* _QUOTED TEXT_
Plantinga then considers and rejects alleged defeaters from postmodernism, before turning to pluralism, arguing that the objection that, given the plurality of religions, Christianity’s probability is low, is irrelevant since the Christian does not believe and derive his or her warrant from the balance of probabilities. Plantinga then considers the idea that one is not warranted if one holds basically a belief with which others disagree, replying that such an idea is unwarranted by its own lights, and that we have no reason to believe it. Plantinga argues that there is no duty to withhold basic belief in the face of disagreement, and although it might be warranted for the objector to withhold Christian belief, the Christian knows that he or she has a source of warrant the objector lacks, the IIHS. Finally Plantinga turns to the alleged defeater of suffering and evil. Here, since the objection that God and evil are logically inconsistent has been largely abandoned by philosophers, he considers only the claim that the existence of evil and suffering is much more probable with respect to atheism than theism and so our belief in the existence of evil and suffering gives us a reason to give up theism. Plantinga replies that this principle applies only to beliefs which derive their warrant probabilistically from other propositions, which is not so for theism or Christianity.

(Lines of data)
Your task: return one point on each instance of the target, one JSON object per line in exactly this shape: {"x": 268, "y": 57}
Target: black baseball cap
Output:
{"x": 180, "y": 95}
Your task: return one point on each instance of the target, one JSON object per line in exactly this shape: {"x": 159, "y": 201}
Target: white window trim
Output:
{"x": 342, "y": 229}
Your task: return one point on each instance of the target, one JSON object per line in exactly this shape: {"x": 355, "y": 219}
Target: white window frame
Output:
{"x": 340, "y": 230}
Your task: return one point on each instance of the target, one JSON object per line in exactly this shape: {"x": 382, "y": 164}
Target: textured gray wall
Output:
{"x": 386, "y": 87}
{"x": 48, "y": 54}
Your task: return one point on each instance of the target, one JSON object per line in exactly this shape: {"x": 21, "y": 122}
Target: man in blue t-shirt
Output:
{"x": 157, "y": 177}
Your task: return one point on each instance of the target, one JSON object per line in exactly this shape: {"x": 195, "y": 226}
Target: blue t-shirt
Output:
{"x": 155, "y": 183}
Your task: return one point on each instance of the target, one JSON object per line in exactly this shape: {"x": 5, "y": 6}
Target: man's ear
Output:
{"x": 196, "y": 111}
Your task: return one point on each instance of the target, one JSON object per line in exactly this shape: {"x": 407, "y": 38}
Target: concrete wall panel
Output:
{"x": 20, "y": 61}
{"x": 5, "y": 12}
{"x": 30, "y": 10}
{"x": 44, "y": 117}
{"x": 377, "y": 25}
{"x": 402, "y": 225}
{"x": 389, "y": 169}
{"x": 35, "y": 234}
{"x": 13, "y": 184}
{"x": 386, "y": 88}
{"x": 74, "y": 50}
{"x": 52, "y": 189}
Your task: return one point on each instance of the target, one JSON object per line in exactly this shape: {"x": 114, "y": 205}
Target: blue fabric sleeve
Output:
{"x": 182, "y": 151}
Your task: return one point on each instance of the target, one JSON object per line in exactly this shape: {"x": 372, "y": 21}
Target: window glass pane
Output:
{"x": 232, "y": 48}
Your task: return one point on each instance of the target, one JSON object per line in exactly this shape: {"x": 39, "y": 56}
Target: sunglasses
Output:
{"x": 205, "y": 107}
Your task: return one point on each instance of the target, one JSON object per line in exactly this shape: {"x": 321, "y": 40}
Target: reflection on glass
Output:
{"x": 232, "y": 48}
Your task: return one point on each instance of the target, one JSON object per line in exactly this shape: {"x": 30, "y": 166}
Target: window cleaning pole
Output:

* _WRITTEN TASKS_
(A) Using the passage on Plantinga, decide whether each statement below agrees with it. Answer yes or no for each, quoting the words of the passage that settle it.
(i) Plantinga holds that a person must withhold basic belief when others disagree with it.
(ii) On suffering and evil, Plantinga considers only the claim that evil and suffering are much more probable on atheism than on theism.
(iii) Plantinga says the Christian gets warrant from the balance of probabilities.
(B) Pick out and copy each line of the entries that contains the word "wall".

* _OUTPUTS BY TASK_
(A)
(i) No: "Plantinga argues that there is no duty to withhold basic belief in the face of disagreement"
(ii) Yes: "he considers only the claim that the existence of evil and suffering is much more probable with respect to atheism than theism"
(iii) No: "the Christian does not believe and derive his or her warrant from the balance of probabilities"

(B)
Target: textured gray wall
Target: concrete wall panel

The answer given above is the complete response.